------ Stored rows ------

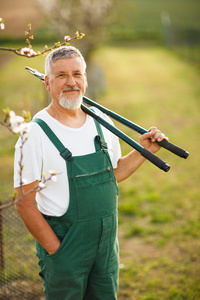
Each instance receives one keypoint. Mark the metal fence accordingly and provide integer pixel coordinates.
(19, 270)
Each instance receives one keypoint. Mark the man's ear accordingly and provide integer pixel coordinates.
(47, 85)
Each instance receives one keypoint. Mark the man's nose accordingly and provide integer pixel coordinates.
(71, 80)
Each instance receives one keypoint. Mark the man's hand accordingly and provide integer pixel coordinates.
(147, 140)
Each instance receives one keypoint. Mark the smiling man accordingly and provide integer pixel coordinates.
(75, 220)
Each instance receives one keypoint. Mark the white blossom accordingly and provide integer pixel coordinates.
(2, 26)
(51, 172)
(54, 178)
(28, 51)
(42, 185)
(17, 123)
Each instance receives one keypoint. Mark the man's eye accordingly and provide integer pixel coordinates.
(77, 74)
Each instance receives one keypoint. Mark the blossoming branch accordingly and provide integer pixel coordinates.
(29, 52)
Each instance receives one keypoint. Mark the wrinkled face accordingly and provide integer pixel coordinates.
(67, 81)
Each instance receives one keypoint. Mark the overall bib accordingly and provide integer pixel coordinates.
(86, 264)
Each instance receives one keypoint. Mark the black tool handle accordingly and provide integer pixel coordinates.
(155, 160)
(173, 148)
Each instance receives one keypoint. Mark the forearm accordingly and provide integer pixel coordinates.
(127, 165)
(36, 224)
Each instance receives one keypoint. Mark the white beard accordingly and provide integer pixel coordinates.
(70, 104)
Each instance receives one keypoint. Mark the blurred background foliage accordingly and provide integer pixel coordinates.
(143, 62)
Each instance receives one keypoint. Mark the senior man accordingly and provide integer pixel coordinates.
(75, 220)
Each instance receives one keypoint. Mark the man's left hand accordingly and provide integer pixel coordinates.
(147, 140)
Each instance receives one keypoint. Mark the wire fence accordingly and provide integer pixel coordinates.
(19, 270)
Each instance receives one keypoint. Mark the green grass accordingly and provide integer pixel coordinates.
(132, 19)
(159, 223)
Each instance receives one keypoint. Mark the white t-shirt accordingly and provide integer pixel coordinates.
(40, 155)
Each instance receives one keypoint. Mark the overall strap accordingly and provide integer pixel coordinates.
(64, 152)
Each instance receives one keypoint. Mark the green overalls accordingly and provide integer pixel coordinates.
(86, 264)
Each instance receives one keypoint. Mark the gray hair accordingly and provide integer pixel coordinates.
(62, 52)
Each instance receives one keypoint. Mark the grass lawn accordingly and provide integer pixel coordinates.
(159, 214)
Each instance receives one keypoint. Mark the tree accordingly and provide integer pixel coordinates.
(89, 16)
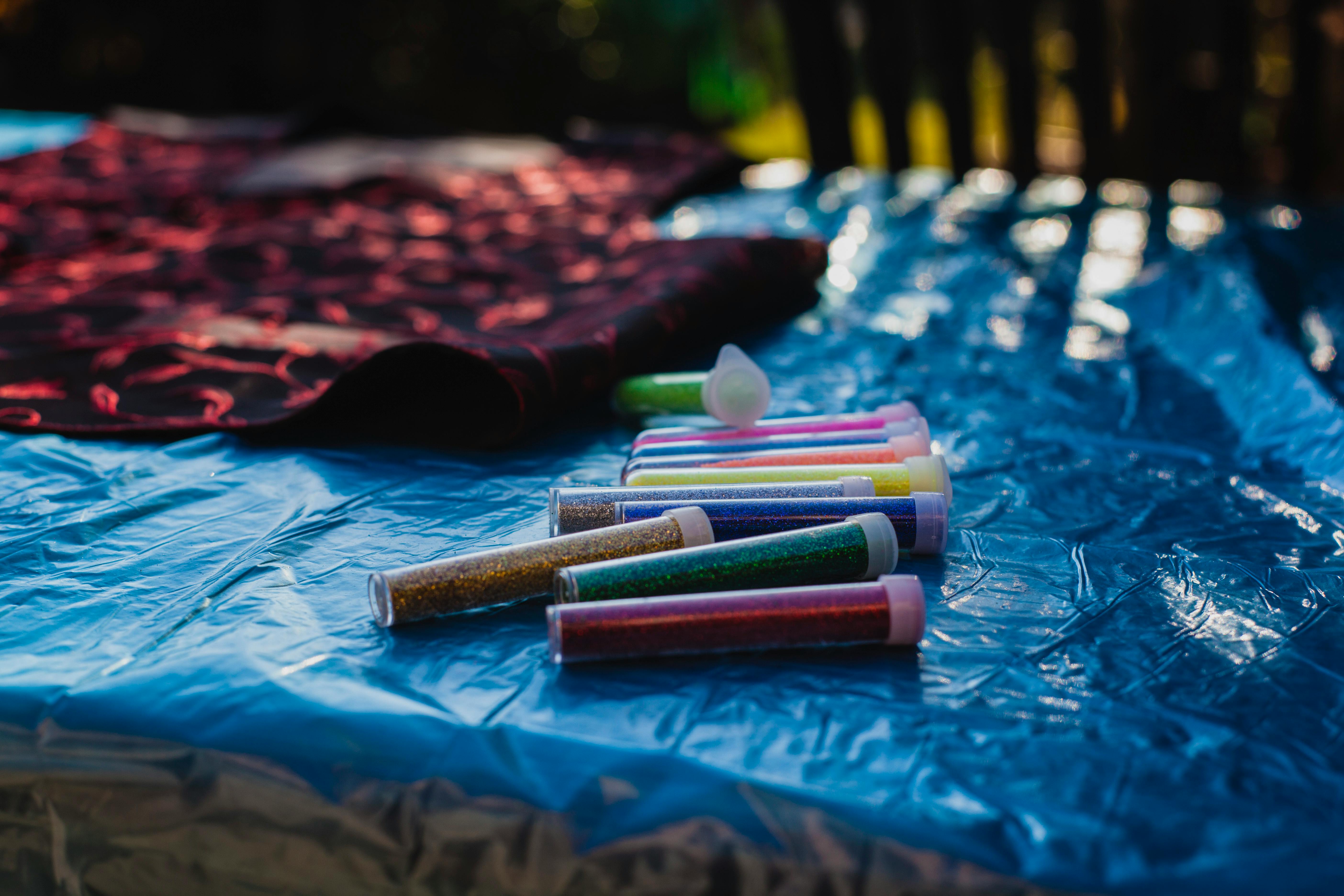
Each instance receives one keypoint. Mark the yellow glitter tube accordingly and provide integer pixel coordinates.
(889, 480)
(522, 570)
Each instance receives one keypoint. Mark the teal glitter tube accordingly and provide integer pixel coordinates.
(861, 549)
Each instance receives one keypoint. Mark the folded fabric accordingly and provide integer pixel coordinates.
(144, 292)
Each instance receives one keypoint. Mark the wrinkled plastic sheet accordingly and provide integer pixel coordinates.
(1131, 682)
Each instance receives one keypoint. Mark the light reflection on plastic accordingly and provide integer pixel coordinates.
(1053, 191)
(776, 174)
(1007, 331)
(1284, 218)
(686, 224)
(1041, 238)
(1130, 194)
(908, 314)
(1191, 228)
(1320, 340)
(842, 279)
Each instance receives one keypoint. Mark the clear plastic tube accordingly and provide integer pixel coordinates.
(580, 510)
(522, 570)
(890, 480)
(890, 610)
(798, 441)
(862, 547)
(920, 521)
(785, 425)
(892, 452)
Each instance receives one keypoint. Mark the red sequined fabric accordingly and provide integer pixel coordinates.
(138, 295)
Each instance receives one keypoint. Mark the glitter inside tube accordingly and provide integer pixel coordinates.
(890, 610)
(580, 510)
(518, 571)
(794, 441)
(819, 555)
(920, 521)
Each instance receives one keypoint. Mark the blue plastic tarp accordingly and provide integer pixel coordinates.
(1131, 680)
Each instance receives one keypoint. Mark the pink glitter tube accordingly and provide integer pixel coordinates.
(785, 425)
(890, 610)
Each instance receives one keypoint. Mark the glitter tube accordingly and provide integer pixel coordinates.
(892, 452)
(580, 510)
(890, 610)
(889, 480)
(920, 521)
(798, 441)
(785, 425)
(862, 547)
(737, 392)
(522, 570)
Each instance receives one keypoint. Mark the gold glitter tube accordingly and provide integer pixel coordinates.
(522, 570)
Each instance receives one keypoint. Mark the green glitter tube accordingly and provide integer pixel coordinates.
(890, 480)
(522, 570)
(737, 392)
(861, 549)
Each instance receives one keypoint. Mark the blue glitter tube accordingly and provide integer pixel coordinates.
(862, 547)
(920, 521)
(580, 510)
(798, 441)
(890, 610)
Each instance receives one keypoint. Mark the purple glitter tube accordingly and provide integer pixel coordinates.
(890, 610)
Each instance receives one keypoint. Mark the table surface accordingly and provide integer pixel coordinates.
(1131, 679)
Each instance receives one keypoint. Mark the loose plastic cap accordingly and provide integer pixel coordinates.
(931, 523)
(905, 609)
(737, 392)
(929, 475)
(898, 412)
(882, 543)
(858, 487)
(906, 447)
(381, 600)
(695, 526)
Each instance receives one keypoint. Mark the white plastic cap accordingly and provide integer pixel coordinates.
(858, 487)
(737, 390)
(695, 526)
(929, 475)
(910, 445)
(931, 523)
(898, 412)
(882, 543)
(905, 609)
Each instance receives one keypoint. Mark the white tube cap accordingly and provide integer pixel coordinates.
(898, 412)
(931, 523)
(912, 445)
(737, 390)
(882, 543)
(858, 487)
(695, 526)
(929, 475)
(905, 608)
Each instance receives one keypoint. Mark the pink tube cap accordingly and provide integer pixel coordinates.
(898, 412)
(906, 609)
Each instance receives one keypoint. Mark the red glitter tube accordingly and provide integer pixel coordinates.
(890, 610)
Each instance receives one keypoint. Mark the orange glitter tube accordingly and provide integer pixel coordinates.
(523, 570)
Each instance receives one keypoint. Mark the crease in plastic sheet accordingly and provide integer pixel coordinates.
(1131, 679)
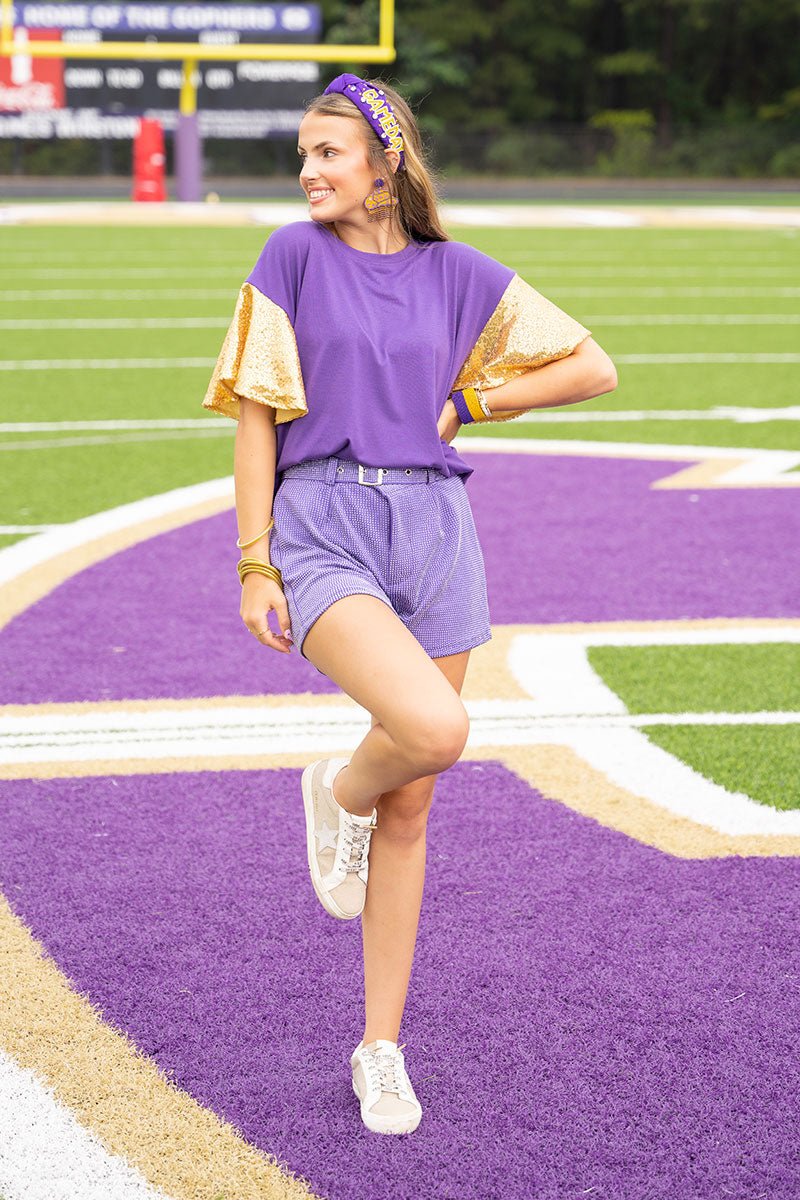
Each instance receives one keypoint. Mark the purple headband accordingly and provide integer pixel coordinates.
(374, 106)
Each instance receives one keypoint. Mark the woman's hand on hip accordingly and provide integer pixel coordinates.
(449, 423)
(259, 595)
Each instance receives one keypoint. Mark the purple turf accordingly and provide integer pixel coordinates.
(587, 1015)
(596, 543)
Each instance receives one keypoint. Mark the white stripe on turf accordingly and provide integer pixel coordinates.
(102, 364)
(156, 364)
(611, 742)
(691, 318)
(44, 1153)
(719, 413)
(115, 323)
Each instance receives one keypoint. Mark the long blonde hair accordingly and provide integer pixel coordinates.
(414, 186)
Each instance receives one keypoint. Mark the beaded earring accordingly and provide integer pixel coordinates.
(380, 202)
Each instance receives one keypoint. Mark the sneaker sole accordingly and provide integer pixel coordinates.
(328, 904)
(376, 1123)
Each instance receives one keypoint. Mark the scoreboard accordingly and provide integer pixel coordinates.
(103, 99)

------

Leave the pictures out and write out every entry exactly as given.

Each instance receives one keypoint. Mark the metal fence accordingly and provide integer pixel coordinates.
(19, 270)
Each instance receives one keypoint. Mark the man's ear accordingly and provide integer pixel coordinates.
(47, 85)
Each instance receives one keypoint. Mark the man's nose accordingly and provide integer pixel coordinates.
(71, 80)
Each instance receives one keypoint. Mark the man's hand accordingly and provide integer pixel coordinates.
(147, 140)
Each instance receives one keypoint. Mark the smiling man accordingly and provide integer pixel coordinates.
(75, 220)
Each instance receives one keypoint. Mark the white blossom accordingly and provide integer pixel coordinates.
(2, 26)
(51, 172)
(54, 178)
(28, 51)
(42, 185)
(17, 123)
Each instance receives one keypoint. Mark the man's eye accordingly and provide integer pixel coordinates.
(77, 74)
Each instance receives one keypoint. Mark the blossoming branch accordingly and provide integer pixel coordinates.
(29, 52)
Each instance receives one keypoint. Mark the wrinkled face accordingly and provide integer pixel coordinates.
(67, 81)
Each instance receives one keypoint. Mark the overall bib accordingly and provide integer pixel coordinates.
(86, 264)
Each instance receives one keypoint. Mark the black tool handle accordingly and provide integer pixel coordinates.
(155, 160)
(173, 148)
Each instance receives one keypoint. Mark the forearm accordingly and provide integer pixel coordinates.
(127, 165)
(36, 224)
Each instance receives one keypoint. Mark the white beard accordingly and provide integer pixel coordinates.
(70, 104)
Each instance receives one keypoint. Mark the blurred background foliage accordingly and provide integer pixel coordinates.
(143, 62)
Each instance receives one keypoint. Mark the senior man accordingly and provide integer pixel coordinates.
(75, 220)
Each instance receives one keypoint. Mark the man's left hand accordingly and provide integer pixel coordinates.
(147, 140)
Each instance receives one keypoint. Mark the wire fence accordingly and provide integer pixel coordinates.
(19, 270)
Each instance receives one keypoint. Mark the green grass accordingly and provide integer pixel coordinates.
(132, 19)
(159, 223)
Each instance receives one keypoint. Mark the white t-shirt accordingly and provide integer pixel coordinates.
(40, 155)
Each instance receives one keypoint. Mark the overall strap accordingly and provide integer pixel coordinates.
(64, 152)
Each instance receives one keypoint. Mark the green overalls accordingly and provide integer pixel coordinates.
(86, 264)
Each instance receives one keypoint. Mark the gray hair accordingly and provide integer pixel coordinates.
(62, 52)
Each instance receives one keypoint. Mark the grass lawn accordingly and provide integer pixel coordinates.
(159, 214)
Each instance receives one keypoint. Mark the tree accordingly and provide integer pixel coordinates.
(89, 16)
Each instance receives one keypoint. Mark the yellow glitter tube accordingly and provide integer pixel coordinates.
(889, 480)
(522, 570)
Each instance receives one keypoint. Mark the teal glitter tube accordingly and provide integer pixel coordinates.
(861, 549)
Each instance receives one keypoint. Mark the folded fabric accordingly and provide integer pixel coordinates.
(144, 292)
Each instance receives one keypoint. Mark the wrinkled plastic sheet accordingly and provide integer pixel coordinates.
(1131, 682)
Each instance receives one keypoint. Mark the light reflection on plastic accordingly and provide integer pixel coordinates.
(1053, 191)
(776, 174)
(1007, 331)
(1284, 218)
(686, 224)
(1041, 238)
(1130, 194)
(908, 314)
(1191, 228)
(1320, 340)
(842, 279)
Each instance receives one keypoint. Mark the clear plastic tube accordingly and provide integer pixel coordinates.
(580, 510)
(522, 570)
(890, 480)
(890, 610)
(798, 441)
(862, 547)
(920, 521)
(785, 425)
(892, 452)
Each instance receives one keypoint. Mark the red sequined fabric accordingly and provide integer pixel coordinates.
(138, 295)
Each instance receives one keypoint. Mark the glitter inside tube accordingly and provide integer pixel coordinates.
(890, 610)
(580, 510)
(518, 571)
(794, 441)
(819, 555)
(920, 521)
Each instance receives one keypoint. Mark the blue plastic tarp accordingly and provide integer pixel coordinates.
(1131, 680)
Each instance receives one keypoint. Mark the pink glitter tube accordingly and provide integer pixel coordinates.
(785, 425)
(890, 610)
Each instance receives one keypoint. Mark the glitter tube accordingly and provide integer pixel coordinates.
(892, 452)
(580, 510)
(890, 610)
(889, 480)
(920, 521)
(798, 441)
(785, 425)
(862, 547)
(737, 392)
(522, 570)
Each instance receives one keypoint. Mark the gold glitter tube accordingly and provide integer pixel coordinates.
(522, 570)
Each instance receives one keypoint. Mark the green glitter tube accordingly and provide integer pixel coordinates.
(890, 480)
(522, 570)
(737, 392)
(861, 549)
Each instance receives one keypoint. Mark the blue glitter tube accordingly and provide integer pixel coordinates.
(862, 547)
(920, 521)
(580, 510)
(798, 441)
(890, 610)
Each instance receives one keypoint. Mark the purple glitter tube accordingly and provide integer pixel coordinates.
(890, 610)
Each instance receives one keypoint. Mark the table surface accordingly and provide integer pixel coordinates.
(1131, 679)
Each instance receives one keypoint. Mark the loose plastic cap accordingly and provide integer pixel coordinates.
(931, 523)
(905, 609)
(737, 392)
(929, 475)
(898, 412)
(882, 543)
(858, 487)
(906, 447)
(381, 600)
(695, 526)
Each instance receives one keypoint. Mark the white plastic cap accordingly and provide integer pixel coordinates.
(858, 487)
(737, 390)
(695, 526)
(929, 475)
(910, 445)
(931, 523)
(898, 412)
(882, 543)
(905, 609)
Each instance receives one keypoint. Mark the white tube cap accordingly and provide integer pixel coordinates.
(898, 412)
(931, 523)
(912, 445)
(737, 390)
(882, 543)
(858, 487)
(695, 526)
(929, 475)
(905, 608)
Each instance receives one keypoint. Mark the pink tube cap accordingly and provide integer pixel coordinates.
(898, 412)
(906, 609)
Each instance receives one keypoint. Mark the red glitter tube accordingly and provide integer pixel coordinates.
(890, 610)
Each instance receives one keypoint. Mark the orange glitter tube accordingly and provide integer pixel coordinates.
(523, 570)
Each instance receives one keypoint. Mark the crease in plastic sheet accordingly and provide integer pixel coordinates.
(1131, 679)
Each instance receives one keypoint. Mark the purple headband accordingly and provide integer pixel coordinates.
(374, 106)
Each instance receives one keypoint. Mark the woman's hand on hip accordingly and provide integer pixel coordinates.
(449, 423)
(259, 595)
Each instance receives one keypoint. Mark the purple turf accordingly and provide integer pixel coordinates.
(587, 1015)
(596, 543)
Each instance receives one keypoint. Mark the white stripe on turf accordingly and provide integer pixel coordinates.
(102, 364)
(156, 364)
(611, 742)
(691, 318)
(44, 1153)
(719, 413)
(115, 323)
Each instance receives one keypoint. Mark the long blonde hair accordingly and provide integer pixel coordinates.
(414, 186)
Each instance receives one keypoint. Mark the beaded earring accordingly and provide integer pixel coordinates.
(380, 202)
Each instance receives one keypoint. Mark the sneaker sole accordingly and provide integer pixel coordinates.
(328, 904)
(376, 1123)
Each instance receives one keypoint. Mark the scoreboard accordingly and provide integer pixel coordinates.
(103, 99)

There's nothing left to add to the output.